**EXERCISE GOAL**
Print every one of the records below word for word, omitting the pictures.

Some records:
━━━
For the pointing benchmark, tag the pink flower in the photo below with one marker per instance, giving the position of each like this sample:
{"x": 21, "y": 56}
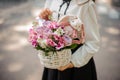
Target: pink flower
{"x": 68, "y": 40}
{"x": 51, "y": 42}
{"x": 56, "y": 37}
{"x": 74, "y": 35}
{"x": 53, "y": 25}
{"x": 59, "y": 46}
{"x": 33, "y": 37}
━━━
**RESULT FOR THIS EXERCISE**
For the pointing benchmark, tag the pink flower in the photo below with one marker per instance, giving the position of each like this sample:
{"x": 21, "y": 56}
Target: pink flower
{"x": 68, "y": 40}
{"x": 51, "y": 42}
{"x": 56, "y": 37}
{"x": 74, "y": 35}
{"x": 53, "y": 25}
{"x": 59, "y": 46}
{"x": 33, "y": 37}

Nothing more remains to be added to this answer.